* **EXTRACT**
Over the next four years, Burke tried to salvage her knee with arthroscopic surgery, pain meds and lowered expectations for hikes that were “shorter than my usual horizons.” But her knee was still crumbling. Finally, she met a fellow adventurer on a plane who had just had both knees replaced. He had a temporary cane, but he was young, in his 50s, and he seemed happy. Suddenly the idea of becoming bionic didn’t sound so bad. “I thought, ‘Geez Louise, maybe I should do something like that’,” she says. In July, she did; her new right knee is made of plastic and metal. If you happen to be sitting next to her on a plane, she’ll tell you that she has only one complaint: it’s annoying to go through the airport metal detector.

Knee and hip replacements are serious surgeries, but increasingly, they’re also a serious business. As the baby boomers’ joints wear out, more of them are turning to orthopedic surgeons for the procedures. Docs now perform more than 450,000 knee replacements and 208,000 hip replacements a year, and rising numbers of them are done to boomers willing and able to pay $30,000 and up. By 2031, one study predicts, docs will perform more than 3.5 million knee replacements alone—a 673 percent increase from current numbers. It’s as if an entire generation has taken Matthew 18:8 to heart: “If thy hand or thy foot offend thee, cut them off, and cast them from thee.” And, apparently, sub in something better and keep going.

The boomers’ embrace of replacement parts isn’t entirely their choice—the fact is, they really need new parts. The most active generation in history, boomers gave us high-impact aerobics and the running craze, but at a cost. “We didn’t know anything about the effects of high-impact activities when we were doing them,” says Claude T. Moorman, an orthopedic surgeon and director of Sports Medicine at Duke University. “We didn’t have good running shoes. We didn’t understand the importance of strength. We didn’t know about joint-preserving cartilage supplements.” The result of all that zealous, uninformed activity: a generation with good overall cardiovascular health and wrecked hips and knees.

Joseph Zuckerman, chair of orthopedic surgery at the New York University Hospital for Joint Diseases, counts himself in that group. At 55, he’s had to stop playing basketball and running. He hasn’t had a knee replacement but admits he’s “gonna need one.” His case is sadly emblematic of many others: his left knee is bad partly because docs of the past made it worse. In college, he tore its cartilage; by medical school the knee hurt so much that he went to a surgeon, who took the cartilage out. It was a terrible idea, but the standard treatment at the time, says Moorman—doctors didn’t realize that cartilage was a crucial shock absorber. “If patients didn’t get better, the doctors assumed that meant they didn’t get all the cartilage out,” he says. But nature is “a heck of a lot smarter than we are, and that tissue was there for a reason. Some of the treatment quite honestly was worse than the disease.”

* **WORK TO COMPLETE**
1. In the article on knee and hip replacements, how many knee replacements does one study predict docs will perform by 2031?
2. From the article on knee and hip replacements, quote the passage starting at "Over the next" and ending at "airport metal detector.".

(Image point grounding data)
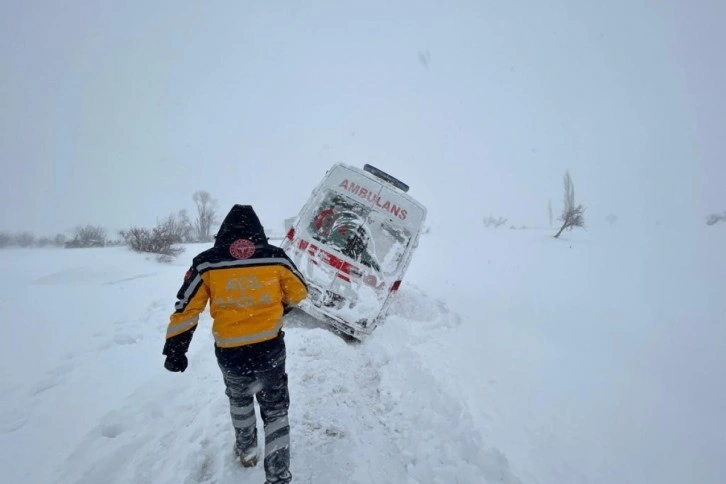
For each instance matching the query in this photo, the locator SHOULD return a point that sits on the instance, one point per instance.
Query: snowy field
(509, 357)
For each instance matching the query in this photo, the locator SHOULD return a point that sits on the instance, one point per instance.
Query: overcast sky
(116, 112)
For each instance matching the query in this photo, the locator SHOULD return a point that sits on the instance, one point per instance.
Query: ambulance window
(388, 242)
(358, 232)
(339, 223)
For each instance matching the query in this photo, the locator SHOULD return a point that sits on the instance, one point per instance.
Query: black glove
(176, 363)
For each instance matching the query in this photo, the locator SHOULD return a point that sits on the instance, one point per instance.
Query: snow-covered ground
(509, 357)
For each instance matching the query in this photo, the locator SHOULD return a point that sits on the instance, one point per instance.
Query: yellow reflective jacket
(246, 281)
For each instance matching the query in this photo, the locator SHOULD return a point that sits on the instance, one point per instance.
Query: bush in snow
(159, 240)
(179, 226)
(572, 215)
(24, 239)
(44, 242)
(714, 218)
(59, 240)
(88, 236)
(494, 222)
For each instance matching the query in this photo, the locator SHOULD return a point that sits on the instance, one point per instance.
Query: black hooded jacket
(247, 281)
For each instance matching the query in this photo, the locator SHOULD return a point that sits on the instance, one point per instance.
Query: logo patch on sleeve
(242, 249)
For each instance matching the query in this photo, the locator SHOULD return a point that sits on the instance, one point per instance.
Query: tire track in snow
(360, 413)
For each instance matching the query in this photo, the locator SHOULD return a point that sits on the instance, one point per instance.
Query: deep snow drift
(508, 357)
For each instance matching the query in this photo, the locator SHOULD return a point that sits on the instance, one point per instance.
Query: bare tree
(5, 239)
(206, 215)
(88, 236)
(549, 211)
(714, 218)
(572, 215)
(186, 227)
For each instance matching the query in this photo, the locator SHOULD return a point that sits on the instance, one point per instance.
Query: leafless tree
(25, 239)
(572, 215)
(549, 211)
(186, 227)
(5, 239)
(206, 215)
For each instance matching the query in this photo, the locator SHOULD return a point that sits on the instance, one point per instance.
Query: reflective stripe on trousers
(241, 340)
(250, 374)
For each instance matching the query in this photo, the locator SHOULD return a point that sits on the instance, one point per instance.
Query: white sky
(116, 112)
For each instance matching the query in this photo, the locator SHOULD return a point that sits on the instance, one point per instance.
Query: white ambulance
(353, 241)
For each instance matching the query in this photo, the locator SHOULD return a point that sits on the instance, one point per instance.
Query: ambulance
(353, 241)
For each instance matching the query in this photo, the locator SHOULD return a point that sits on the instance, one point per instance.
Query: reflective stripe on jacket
(246, 295)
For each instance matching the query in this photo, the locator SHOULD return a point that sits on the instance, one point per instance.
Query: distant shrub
(494, 222)
(159, 240)
(59, 240)
(44, 242)
(88, 236)
(24, 239)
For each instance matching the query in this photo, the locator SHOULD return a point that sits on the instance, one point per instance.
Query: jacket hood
(240, 223)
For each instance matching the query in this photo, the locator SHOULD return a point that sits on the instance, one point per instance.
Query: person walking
(249, 285)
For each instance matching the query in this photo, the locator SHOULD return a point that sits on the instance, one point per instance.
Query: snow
(508, 357)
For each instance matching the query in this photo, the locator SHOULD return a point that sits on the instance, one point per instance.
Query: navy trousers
(258, 371)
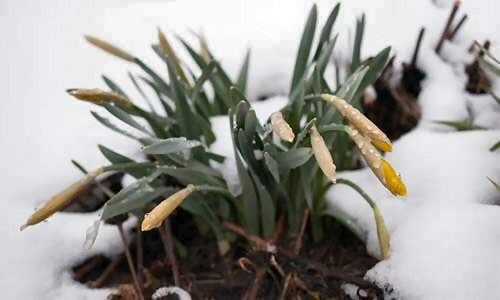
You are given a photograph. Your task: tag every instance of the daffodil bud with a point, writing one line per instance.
(281, 127)
(382, 169)
(98, 96)
(362, 123)
(155, 217)
(111, 49)
(322, 154)
(62, 199)
(382, 234)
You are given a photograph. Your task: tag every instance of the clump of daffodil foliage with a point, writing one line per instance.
(319, 131)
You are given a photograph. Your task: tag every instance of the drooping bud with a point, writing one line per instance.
(382, 169)
(155, 217)
(111, 49)
(366, 127)
(322, 154)
(382, 234)
(98, 96)
(281, 127)
(62, 199)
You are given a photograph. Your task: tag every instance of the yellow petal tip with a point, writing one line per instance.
(393, 181)
(386, 147)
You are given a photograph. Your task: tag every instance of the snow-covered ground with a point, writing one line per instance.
(445, 236)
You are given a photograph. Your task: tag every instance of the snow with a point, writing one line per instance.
(445, 236)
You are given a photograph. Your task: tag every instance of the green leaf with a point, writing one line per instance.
(189, 176)
(304, 47)
(162, 86)
(327, 29)
(326, 54)
(495, 147)
(267, 210)
(171, 145)
(272, 166)
(462, 126)
(241, 113)
(248, 195)
(487, 52)
(243, 75)
(489, 66)
(358, 39)
(112, 126)
(134, 196)
(125, 117)
(293, 158)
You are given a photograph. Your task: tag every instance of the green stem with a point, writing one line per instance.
(332, 127)
(129, 165)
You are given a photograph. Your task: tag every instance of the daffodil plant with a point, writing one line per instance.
(274, 160)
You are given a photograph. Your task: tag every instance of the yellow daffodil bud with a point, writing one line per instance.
(111, 49)
(281, 127)
(62, 199)
(366, 127)
(392, 180)
(322, 154)
(97, 96)
(382, 233)
(382, 169)
(155, 217)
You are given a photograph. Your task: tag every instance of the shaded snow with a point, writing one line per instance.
(445, 234)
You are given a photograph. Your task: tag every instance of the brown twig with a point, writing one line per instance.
(254, 289)
(85, 269)
(446, 30)
(260, 243)
(453, 33)
(288, 279)
(417, 47)
(168, 242)
(139, 253)
(278, 230)
(105, 274)
(129, 260)
(298, 240)
(326, 271)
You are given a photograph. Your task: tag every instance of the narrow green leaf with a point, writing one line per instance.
(125, 117)
(495, 147)
(462, 126)
(243, 75)
(358, 39)
(293, 158)
(272, 166)
(112, 126)
(171, 145)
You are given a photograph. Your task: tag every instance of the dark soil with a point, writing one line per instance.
(243, 273)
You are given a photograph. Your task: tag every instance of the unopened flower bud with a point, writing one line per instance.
(281, 127)
(98, 96)
(366, 127)
(322, 154)
(62, 199)
(111, 49)
(155, 217)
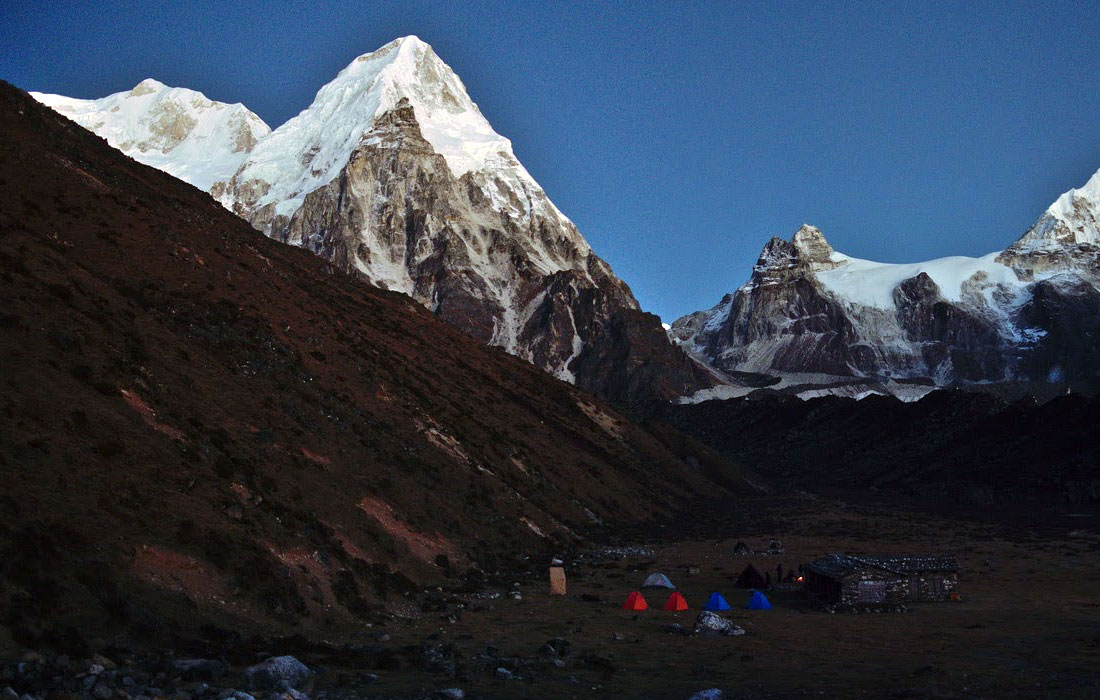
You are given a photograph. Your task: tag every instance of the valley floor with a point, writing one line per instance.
(1027, 623)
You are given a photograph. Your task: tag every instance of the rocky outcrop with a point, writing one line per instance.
(472, 238)
(1030, 313)
(394, 175)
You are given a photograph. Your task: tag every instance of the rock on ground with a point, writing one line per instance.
(276, 674)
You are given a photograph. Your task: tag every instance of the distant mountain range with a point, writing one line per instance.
(205, 433)
(393, 174)
(822, 321)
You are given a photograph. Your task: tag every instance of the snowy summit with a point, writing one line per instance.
(179, 131)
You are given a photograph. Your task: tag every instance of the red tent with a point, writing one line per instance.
(675, 603)
(635, 601)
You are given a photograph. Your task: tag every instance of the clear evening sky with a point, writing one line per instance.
(678, 135)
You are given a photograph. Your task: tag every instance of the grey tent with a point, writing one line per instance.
(658, 580)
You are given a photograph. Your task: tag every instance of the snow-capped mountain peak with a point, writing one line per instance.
(311, 149)
(1074, 218)
(176, 130)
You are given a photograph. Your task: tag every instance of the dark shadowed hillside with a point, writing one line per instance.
(200, 426)
(964, 447)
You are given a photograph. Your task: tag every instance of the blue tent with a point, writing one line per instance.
(758, 602)
(716, 602)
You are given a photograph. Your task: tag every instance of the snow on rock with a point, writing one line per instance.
(873, 284)
(806, 308)
(1073, 218)
(176, 130)
(311, 149)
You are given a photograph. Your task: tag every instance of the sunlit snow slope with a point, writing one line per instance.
(176, 130)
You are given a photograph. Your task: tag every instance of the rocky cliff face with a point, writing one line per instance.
(394, 175)
(1029, 313)
(207, 435)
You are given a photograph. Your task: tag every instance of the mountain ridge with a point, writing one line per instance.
(1021, 314)
(207, 433)
(394, 175)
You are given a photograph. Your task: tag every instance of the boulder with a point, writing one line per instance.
(712, 624)
(277, 673)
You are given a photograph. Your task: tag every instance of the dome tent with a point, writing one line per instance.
(675, 603)
(658, 580)
(636, 602)
(759, 601)
(716, 602)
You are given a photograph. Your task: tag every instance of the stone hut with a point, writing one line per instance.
(877, 580)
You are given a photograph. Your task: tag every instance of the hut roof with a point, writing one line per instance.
(838, 566)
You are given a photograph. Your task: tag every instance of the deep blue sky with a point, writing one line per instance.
(679, 137)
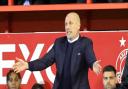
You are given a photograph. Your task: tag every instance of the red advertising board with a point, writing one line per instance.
(109, 47)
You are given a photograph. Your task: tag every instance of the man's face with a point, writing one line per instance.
(72, 26)
(14, 81)
(109, 80)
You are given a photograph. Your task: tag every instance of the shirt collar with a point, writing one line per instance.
(71, 41)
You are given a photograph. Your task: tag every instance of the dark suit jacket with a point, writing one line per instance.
(125, 72)
(82, 58)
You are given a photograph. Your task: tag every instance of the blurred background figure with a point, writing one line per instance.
(109, 77)
(37, 86)
(13, 80)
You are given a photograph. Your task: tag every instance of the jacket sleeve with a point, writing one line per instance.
(125, 72)
(47, 60)
(89, 53)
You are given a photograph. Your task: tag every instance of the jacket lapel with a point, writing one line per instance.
(75, 52)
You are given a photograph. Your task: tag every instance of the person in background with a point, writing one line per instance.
(110, 79)
(13, 80)
(72, 54)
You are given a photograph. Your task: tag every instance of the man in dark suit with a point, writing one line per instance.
(73, 56)
(125, 73)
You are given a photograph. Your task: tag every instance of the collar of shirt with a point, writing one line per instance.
(71, 41)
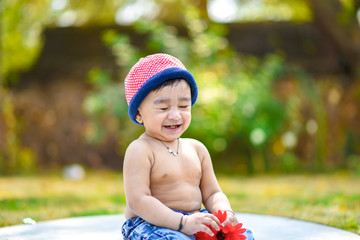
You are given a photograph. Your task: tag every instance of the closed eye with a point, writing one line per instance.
(184, 106)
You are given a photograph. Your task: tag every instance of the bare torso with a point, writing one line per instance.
(175, 180)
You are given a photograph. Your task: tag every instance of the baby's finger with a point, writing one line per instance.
(214, 224)
(214, 218)
(207, 230)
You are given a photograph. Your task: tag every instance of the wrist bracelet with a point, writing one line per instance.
(181, 225)
(230, 211)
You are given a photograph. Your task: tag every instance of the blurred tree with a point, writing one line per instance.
(338, 23)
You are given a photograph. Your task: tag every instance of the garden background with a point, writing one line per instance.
(278, 107)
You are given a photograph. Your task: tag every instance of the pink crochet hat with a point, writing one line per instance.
(150, 72)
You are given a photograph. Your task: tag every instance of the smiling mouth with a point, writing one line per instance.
(173, 126)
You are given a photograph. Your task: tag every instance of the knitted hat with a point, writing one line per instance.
(150, 72)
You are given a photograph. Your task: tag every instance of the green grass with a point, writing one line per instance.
(328, 199)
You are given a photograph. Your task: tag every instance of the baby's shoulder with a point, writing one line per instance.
(139, 146)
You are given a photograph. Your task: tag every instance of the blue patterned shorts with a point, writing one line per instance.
(138, 229)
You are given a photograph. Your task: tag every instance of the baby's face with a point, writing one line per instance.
(166, 113)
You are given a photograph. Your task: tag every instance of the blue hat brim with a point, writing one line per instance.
(156, 80)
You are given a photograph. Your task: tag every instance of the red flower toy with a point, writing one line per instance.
(229, 232)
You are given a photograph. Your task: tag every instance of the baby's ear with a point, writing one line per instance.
(138, 117)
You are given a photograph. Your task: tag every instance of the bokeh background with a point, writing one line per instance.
(278, 106)
(279, 81)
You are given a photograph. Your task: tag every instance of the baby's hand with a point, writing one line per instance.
(199, 222)
(230, 218)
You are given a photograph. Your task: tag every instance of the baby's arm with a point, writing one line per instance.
(213, 197)
(137, 168)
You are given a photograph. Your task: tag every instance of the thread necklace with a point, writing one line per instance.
(170, 150)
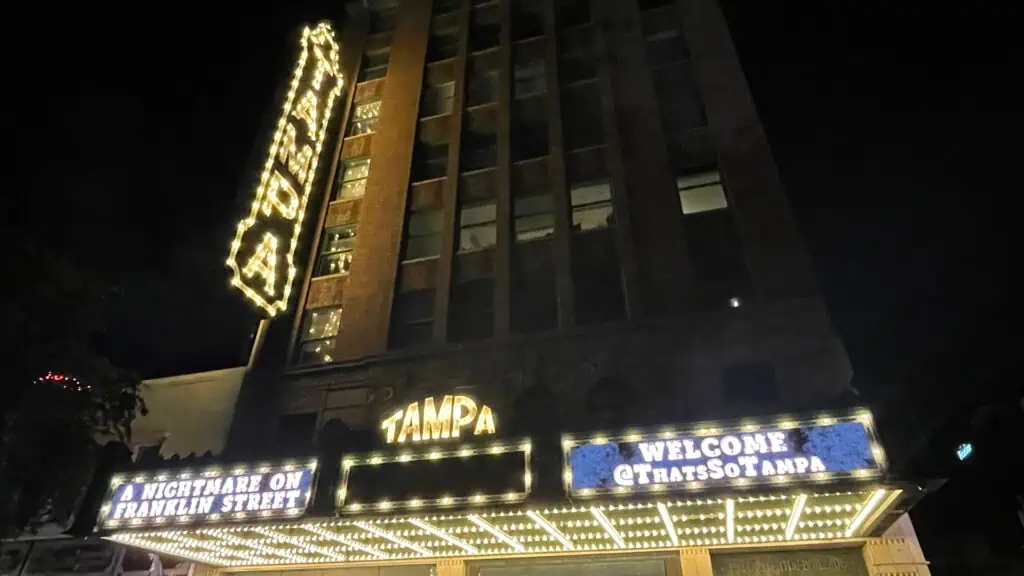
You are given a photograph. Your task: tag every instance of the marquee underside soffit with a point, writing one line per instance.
(801, 516)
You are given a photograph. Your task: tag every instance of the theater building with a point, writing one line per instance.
(535, 303)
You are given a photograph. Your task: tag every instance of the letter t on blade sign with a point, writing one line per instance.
(262, 253)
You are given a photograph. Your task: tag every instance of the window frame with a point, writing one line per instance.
(367, 72)
(529, 234)
(475, 225)
(304, 340)
(325, 253)
(702, 180)
(592, 206)
(370, 121)
(420, 237)
(343, 178)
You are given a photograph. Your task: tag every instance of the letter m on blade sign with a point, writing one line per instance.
(262, 253)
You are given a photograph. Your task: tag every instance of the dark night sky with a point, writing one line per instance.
(884, 124)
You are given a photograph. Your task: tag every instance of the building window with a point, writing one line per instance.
(375, 65)
(365, 118)
(423, 234)
(443, 45)
(477, 227)
(317, 336)
(412, 318)
(336, 254)
(352, 180)
(437, 99)
(529, 80)
(700, 193)
(591, 206)
(712, 240)
(535, 217)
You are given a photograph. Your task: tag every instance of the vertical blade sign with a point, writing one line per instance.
(262, 254)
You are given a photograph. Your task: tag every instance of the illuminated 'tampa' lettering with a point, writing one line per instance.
(265, 241)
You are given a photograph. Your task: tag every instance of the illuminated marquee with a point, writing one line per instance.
(211, 494)
(262, 253)
(707, 456)
(438, 421)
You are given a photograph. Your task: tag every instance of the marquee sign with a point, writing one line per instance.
(712, 455)
(442, 420)
(262, 253)
(210, 494)
(436, 477)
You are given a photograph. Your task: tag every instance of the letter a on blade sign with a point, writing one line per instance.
(452, 417)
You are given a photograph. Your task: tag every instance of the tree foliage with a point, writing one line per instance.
(53, 316)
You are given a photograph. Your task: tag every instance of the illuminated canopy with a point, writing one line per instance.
(262, 253)
(600, 526)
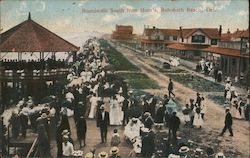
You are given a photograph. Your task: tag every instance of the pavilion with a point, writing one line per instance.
(30, 37)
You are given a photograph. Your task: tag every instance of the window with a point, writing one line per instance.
(198, 38)
(166, 37)
(214, 42)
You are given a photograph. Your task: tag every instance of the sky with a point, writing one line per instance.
(103, 15)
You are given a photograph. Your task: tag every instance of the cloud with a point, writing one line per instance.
(215, 5)
(242, 12)
(154, 15)
(23, 9)
(125, 6)
(81, 3)
(40, 6)
(110, 18)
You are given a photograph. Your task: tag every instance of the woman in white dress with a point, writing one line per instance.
(120, 100)
(198, 121)
(114, 114)
(93, 105)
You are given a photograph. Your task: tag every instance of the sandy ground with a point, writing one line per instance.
(235, 147)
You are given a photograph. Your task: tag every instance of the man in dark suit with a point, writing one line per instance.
(102, 123)
(170, 88)
(174, 124)
(228, 123)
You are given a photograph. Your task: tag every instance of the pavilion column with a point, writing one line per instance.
(74, 56)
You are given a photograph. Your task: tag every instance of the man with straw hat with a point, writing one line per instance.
(114, 151)
(103, 154)
(102, 123)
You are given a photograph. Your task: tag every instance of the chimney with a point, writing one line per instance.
(181, 34)
(29, 17)
(220, 30)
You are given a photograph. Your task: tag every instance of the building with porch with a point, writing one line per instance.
(20, 78)
(123, 32)
(157, 39)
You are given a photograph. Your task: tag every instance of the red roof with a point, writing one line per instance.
(212, 33)
(192, 47)
(237, 34)
(29, 36)
(226, 52)
(206, 48)
(168, 32)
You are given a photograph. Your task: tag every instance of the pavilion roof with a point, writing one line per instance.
(29, 36)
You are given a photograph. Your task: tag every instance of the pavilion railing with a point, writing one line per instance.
(35, 74)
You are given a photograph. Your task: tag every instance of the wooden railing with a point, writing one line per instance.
(32, 149)
(35, 74)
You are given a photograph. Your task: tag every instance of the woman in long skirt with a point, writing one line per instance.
(198, 121)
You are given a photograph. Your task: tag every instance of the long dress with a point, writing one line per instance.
(198, 121)
(93, 105)
(120, 100)
(114, 112)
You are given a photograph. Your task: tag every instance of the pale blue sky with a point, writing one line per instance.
(67, 15)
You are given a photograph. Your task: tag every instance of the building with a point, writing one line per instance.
(123, 32)
(157, 39)
(230, 51)
(30, 37)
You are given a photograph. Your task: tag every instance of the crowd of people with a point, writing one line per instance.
(235, 102)
(94, 92)
(32, 64)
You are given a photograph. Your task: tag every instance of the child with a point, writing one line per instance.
(115, 140)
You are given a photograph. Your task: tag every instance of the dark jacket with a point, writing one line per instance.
(170, 86)
(228, 119)
(174, 122)
(102, 122)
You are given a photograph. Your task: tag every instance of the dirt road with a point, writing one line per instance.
(208, 136)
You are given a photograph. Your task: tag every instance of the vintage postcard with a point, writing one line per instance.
(124, 78)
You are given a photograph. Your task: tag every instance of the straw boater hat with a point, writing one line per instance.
(65, 132)
(114, 150)
(147, 114)
(89, 155)
(43, 116)
(103, 154)
(102, 107)
(184, 149)
(173, 156)
(220, 155)
(143, 129)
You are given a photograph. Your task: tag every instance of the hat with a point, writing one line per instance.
(102, 107)
(65, 132)
(198, 152)
(89, 155)
(143, 129)
(147, 114)
(103, 154)
(39, 119)
(173, 156)
(44, 115)
(65, 137)
(114, 150)
(184, 149)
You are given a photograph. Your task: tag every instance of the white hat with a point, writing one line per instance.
(184, 149)
(143, 129)
(220, 155)
(173, 156)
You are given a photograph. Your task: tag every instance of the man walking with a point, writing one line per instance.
(228, 123)
(174, 124)
(170, 88)
(102, 123)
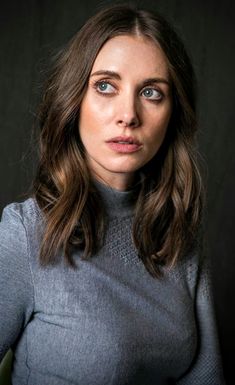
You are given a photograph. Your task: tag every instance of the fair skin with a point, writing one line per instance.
(126, 109)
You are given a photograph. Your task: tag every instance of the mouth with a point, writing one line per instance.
(124, 144)
(124, 140)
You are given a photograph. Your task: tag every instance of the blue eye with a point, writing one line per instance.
(152, 94)
(104, 87)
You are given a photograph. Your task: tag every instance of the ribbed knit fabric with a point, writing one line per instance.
(108, 322)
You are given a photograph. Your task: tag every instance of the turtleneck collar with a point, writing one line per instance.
(117, 203)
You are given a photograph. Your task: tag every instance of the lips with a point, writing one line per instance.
(124, 144)
(124, 140)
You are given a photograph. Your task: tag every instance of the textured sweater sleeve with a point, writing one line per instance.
(16, 289)
(206, 368)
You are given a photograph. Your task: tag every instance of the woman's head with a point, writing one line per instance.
(70, 78)
(78, 100)
(126, 108)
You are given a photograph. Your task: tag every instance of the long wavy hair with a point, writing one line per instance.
(169, 205)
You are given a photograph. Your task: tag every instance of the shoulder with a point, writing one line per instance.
(27, 211)
(20, 227)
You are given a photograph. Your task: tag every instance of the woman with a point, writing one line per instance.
(102, 280)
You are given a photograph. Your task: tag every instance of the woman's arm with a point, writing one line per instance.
(206, 368)
(16, 288)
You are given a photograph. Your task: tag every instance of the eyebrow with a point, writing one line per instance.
(116, 75)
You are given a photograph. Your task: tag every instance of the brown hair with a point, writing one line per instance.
(168, 208)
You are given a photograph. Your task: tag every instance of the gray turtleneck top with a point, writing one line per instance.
(108, 322)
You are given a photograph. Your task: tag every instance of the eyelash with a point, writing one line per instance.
(107, 94)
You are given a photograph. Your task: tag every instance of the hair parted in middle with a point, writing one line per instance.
(168, 208)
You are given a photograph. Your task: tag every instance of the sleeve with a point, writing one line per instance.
(16, 288)
(206, 368)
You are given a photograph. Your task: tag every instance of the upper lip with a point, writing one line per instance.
(128, 139)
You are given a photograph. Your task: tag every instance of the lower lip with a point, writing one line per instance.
(124, 148)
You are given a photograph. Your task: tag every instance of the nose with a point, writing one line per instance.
(127, 112)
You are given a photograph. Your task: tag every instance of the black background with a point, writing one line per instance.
(33, 30)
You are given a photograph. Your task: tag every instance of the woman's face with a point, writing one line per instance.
(126, 109)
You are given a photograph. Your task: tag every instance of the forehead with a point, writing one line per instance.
(132, 54)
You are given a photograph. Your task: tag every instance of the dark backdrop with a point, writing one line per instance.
(32, 30)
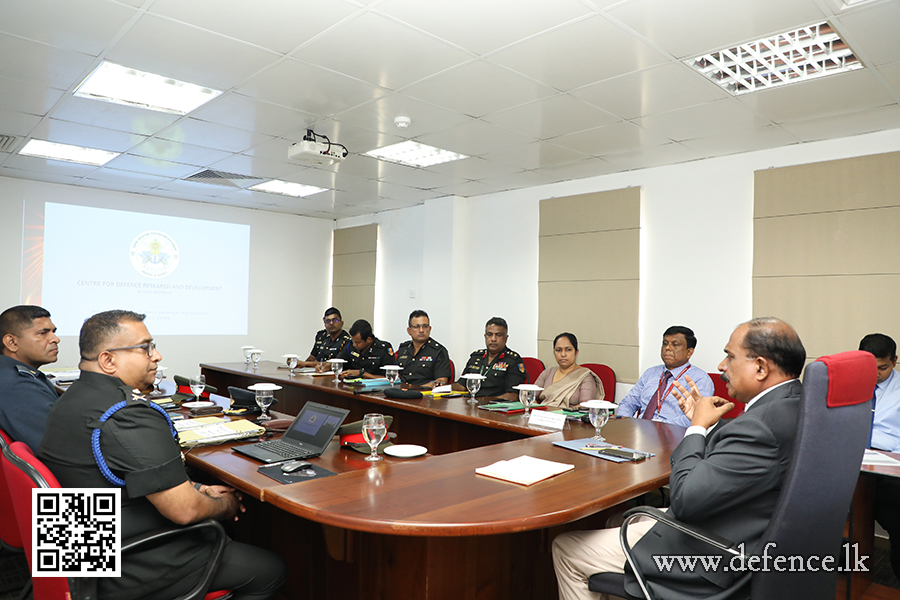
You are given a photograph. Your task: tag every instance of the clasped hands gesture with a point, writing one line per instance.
(704, 411)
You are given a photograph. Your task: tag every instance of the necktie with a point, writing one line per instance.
(656, 401)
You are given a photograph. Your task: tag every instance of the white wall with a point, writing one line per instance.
(290, 271)
(696, 251)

* **WRITTEN RESPONSES**
1. More than 3.5 million.

2.
Over the next four years, Burke tried to salvage her knee with arthroscopic surgery, pain meds and lowered expectations for hikes that were “shorter than my usual horizons.” But her knee was still crumbling. Finally, she met a fellow adventurer on a plane who had just had both knees replaced. He had a temporary cane, but he was young, in his 50s, and he seemed happy. Suddenly the idea of becoming bionic didn’t sound so bad. “I thought, ‘Geez Louise, maybe I should do something like that’,” she says. In July, she did; her new right knee is made of plastic and metal. If you happen to be sitting next to her on a plane, she’ll tell you that she has only one complaint: it’s annoying to go through the airport metal detector.